[Material for this exercise Boundary: Start]
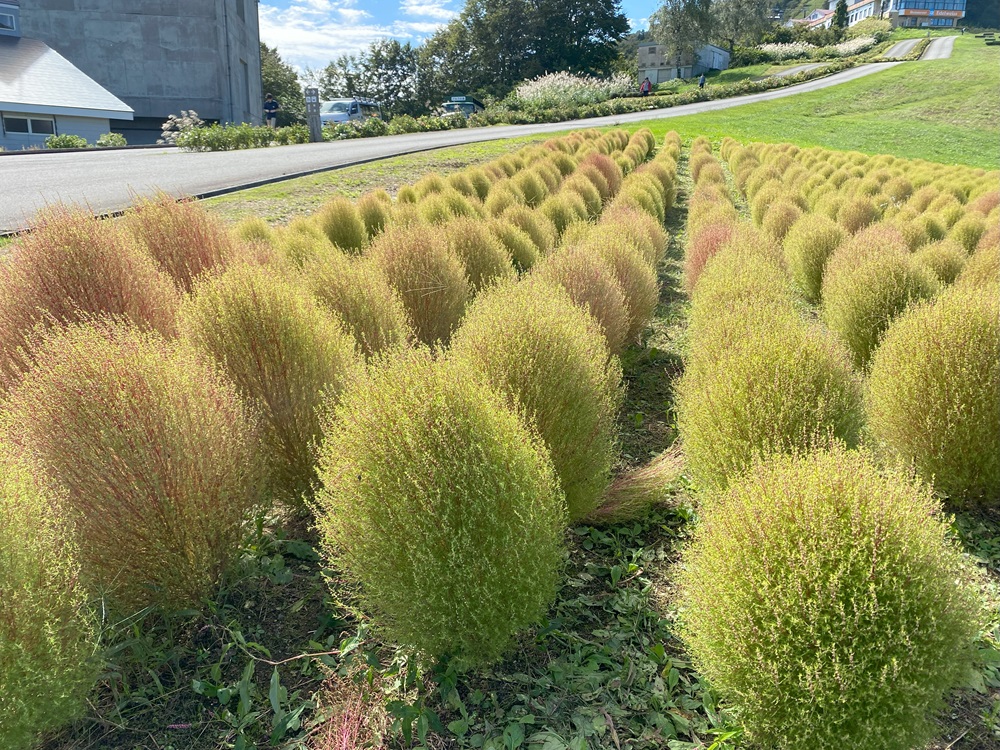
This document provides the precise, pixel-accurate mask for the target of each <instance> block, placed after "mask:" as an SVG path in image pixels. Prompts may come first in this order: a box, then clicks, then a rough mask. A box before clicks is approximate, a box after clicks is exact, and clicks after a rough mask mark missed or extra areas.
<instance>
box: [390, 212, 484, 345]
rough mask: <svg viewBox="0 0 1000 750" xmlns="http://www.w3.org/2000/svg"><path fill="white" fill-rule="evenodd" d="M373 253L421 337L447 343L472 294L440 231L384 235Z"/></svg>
mask: <svg viewBox="0 0 1000 750" xmlns="http://www.w3.org/2000/svg"><path fill="white" fill-rule="evenodd" d="M370 255H371V257H372V259H373V260H374V261H375V264H376V265H377V266H378V267H379V268H381V269H382V271H383V273H385V275H386V278H387V279H389V283H390V284H392V286H393V287H394V288H395V290H396V291H397V292H398V293H399V296H400V298H401V299H402V300H403V306H404V307H405V308H406V313H407V316H408V317H409V319H410V323H411V324H412V325H413V328H414V331H415V332H416V334H417V338H419V339H420V340H421V341H423V342H424V343H426V344H433V343H434V342H437V341H442V342H447V341H448V339H449V338H450V337H451V333H452V331H453V330H454V329H455V327H456V326H457V325H458V322H459V320H461V318H462V314H463V313H464V312H465V306H466V304H468V301H469V299H470V297H471V296H472V286H471V285H470V284H469V281H468V279H467V278H466V276H465V266H464V265H463V264H462V260H461V259H460V258H459V257H458V255H457V254H456V253H455V252H454V251H453V250H451V249H450V248H449V247H448V242H447V239H446V238H445V236H444V233H443V232H441V230H440V229H438V228H435V227H429V226H423V225H419V224H414V225H412V226H409V227H404V228H395V227H394V228H392V229H390V230H389V231H387V232H383V233H382V234H381V235H379V237H378V238H377V239H376V240H375V242H374V243H373V244H372V247H371V250H370Z"/></svg>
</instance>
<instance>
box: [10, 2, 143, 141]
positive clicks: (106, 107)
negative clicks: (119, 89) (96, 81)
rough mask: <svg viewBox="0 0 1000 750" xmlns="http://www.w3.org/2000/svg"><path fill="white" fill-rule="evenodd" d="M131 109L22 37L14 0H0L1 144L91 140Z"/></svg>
mask: <svg viewBox="0 0 1000 750" xmlns="http://www.w3.org/2000/svg"><path fill="white" fill-rule="evenodd" d="M131 119H132V109H131V107H129V106H128V105H127V104H125V102H123V101H121V100H120V99H118V98H117V97H116V96H115V95H114V94H112V93H111V92H110V91H108V90H107V89H105V88H103V87H102V86H101V85H100V84H98V83H97V82H96V81H94V80H93V79H92V78H90V77H89V76H87V75H86V74H85V73H84V72H83V71H81V70H80V69H79V68H77V67H76V66H74V65H73V64H72V63H71V62H69V60H67V59H66V58H64V57H63V56H62V55H60V54H59V53H58V52H56V51H55V50H53V49H52V48H50V47H49V46H48V45H47V44H45V42H42V41H40V40H38V39H27V38H24V37H22V36H21V23H20V7H19V4H18V2H17V0H0V147H2V148H4V149H7V150H10V151H14V150H19V149H23V148H33V147H34V148H38V147H41V146H43V145H44V143H45V139H46V138H48V137H49V136H50V135H78V136H81V137H82V138H86V139H87V141H89V142H90V143H94V142H95V141H96V140H97V139H98V137H100V136H101V135H102V134H103V133H108V132H110V131H111V123H112V122H115V123H126V122H128V121H129V120H131Z"/></svg>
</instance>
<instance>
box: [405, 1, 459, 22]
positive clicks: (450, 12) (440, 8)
mask: <svg viewBox="0 0 1000 750" xmlns="http://www.w3.org/2000/svg"><path fill="white" fill-rule="evenodd" d="M445 5H447V2H446V0H402V2H401V3H400V4H399V9H400V10H401V11H402V12H403V13H404V15H407V16H426V17H427V18H436V19H438V20H439V21H450V20H451V19H452V18H454V17H455V16H456V15H458V12H457V11H454V10H452V9H451V8H446V7H445Z"/></svg>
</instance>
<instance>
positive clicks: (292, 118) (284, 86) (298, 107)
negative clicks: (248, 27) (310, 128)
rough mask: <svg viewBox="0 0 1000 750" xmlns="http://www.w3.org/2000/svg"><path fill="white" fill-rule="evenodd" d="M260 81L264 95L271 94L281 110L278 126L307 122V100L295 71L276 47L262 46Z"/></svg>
mask: <svg viewBox="0 0 1000 750" xmlns="http://www.w3.org/2000/svg"><path fill="white" fill-rule="evenodd" d="M260 79H261V83H262V84H263V89H264V93H267V94H271V95H272V96H273V97H274V98H275V99H277V100H278V103H279V104H280V105H281V109H279V110H278V125H281V126H285V125H293V124H295V123H300V122H305V121H306V98H305V95H304V94H303V93H302V85H301V84H300V83H299V76H298V74H297V73H296V72H295V69H294V68H293V67H292V66H291V65H289V64H287V63H286V62H284V61H282V59H281V55H279V54H278V49H277V48H276V47H268V46H267V45H266V44H264V43H263V42H261V45H260Z"/></svg>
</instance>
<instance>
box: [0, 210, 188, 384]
mask: <svg viewBox="0 0 1000 750" xmlns="http://www.w3.org/2000/svg"><path fill="white" fill-rule="evenodd" d="M178 302H179V295H178V292H177V289H176V287H175V286H174V282H173V280H172V279H171V278H170V277H169V276H168V275H167V274H165V273H163V272H162V271H160V270H159V269H158V268H157V267H156V264H155V262H154V261H153V259H152V258H151V257H149V256H148V255H147V254H146V253H145V252H144V251H143V250H142V249H141V247H140V246H139V245H138V244H137V242H136V241H135V239H134V238H133V237H132V235H131V234H130V233H128V232H127V231H125V229H124V227H123V226H122V224H121V223H120V222H114V221H104V220H100V219H96V218H94V217H93V216H92V215H90V214H89V213H87V212H86V211H83V210H81V209H70V208H66V207H57V208H51V209H47V210H46V211H43V212H41V213H40V214H39V215H38V216H37V218H36V221H35V224H34V225H33V227H32V231H30V232H27V233H25V234H22V235H21V236H20V237H18V239H17V242H16V245H15V247H14V249H13V252H12V253H11V257H10V260H9V261H8V262H6V263H0V393H3V392H4V391H5V390H7V389H8V388H10V387H11V385H13V383H14V382H15V381H16V380H17V378H18V377H19V375H20V374H21V372H23V371H24V370H25V369H27V367H28V365H29V362H28V360H27V358H26V356H25V353H24V351H23V348H24V347H25V346H27V345H28V343H29V341H30V339H31V338H32V336H33V332H34V331H35V328H36V326H38V327H49V326H52V325H54V324H60V323H71V322H74V321H79V320H82V319H86V318H87V317H88V316H91V315H101V314H109V315H117V316H121V317H124V318H127V319H128V320H130V321H132V322H133V323H134V324H135V325H137V326H141V327H144V328H150V329H153V330H156V331H159V332H160V333H162V334H164V335H166V336H172V335H174V333H175V332H176V324H175V321H174V318H175V315H176V310H177V304H178Z"/></svg>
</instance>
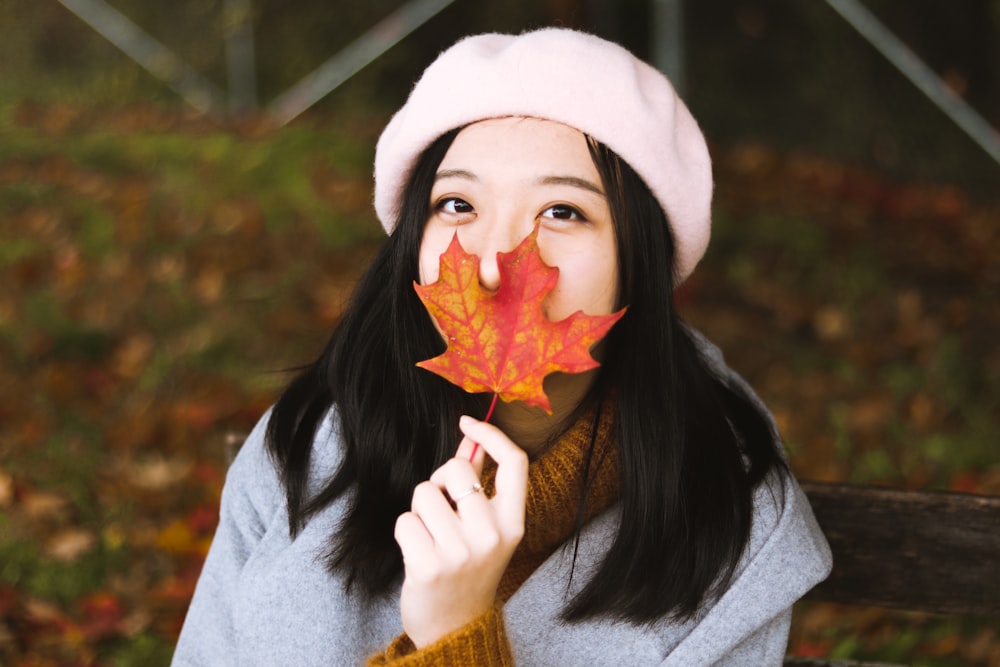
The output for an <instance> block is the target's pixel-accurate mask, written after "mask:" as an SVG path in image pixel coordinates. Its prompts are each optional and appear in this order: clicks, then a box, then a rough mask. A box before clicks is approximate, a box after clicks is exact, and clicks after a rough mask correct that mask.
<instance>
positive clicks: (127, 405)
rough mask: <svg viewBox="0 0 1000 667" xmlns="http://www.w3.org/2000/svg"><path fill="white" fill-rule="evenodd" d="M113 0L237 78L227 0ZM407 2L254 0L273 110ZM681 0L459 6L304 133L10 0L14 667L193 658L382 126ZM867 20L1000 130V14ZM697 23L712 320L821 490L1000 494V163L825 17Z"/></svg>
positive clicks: (628, 45)
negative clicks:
[Material for this exercise Boundary: End]
The answer should consist of all lines from the records above that hold the word "negative".

negative clicks: (119, 89) (96, 81)
negative clicks: (248, 27) (310, 128)
negative clicks:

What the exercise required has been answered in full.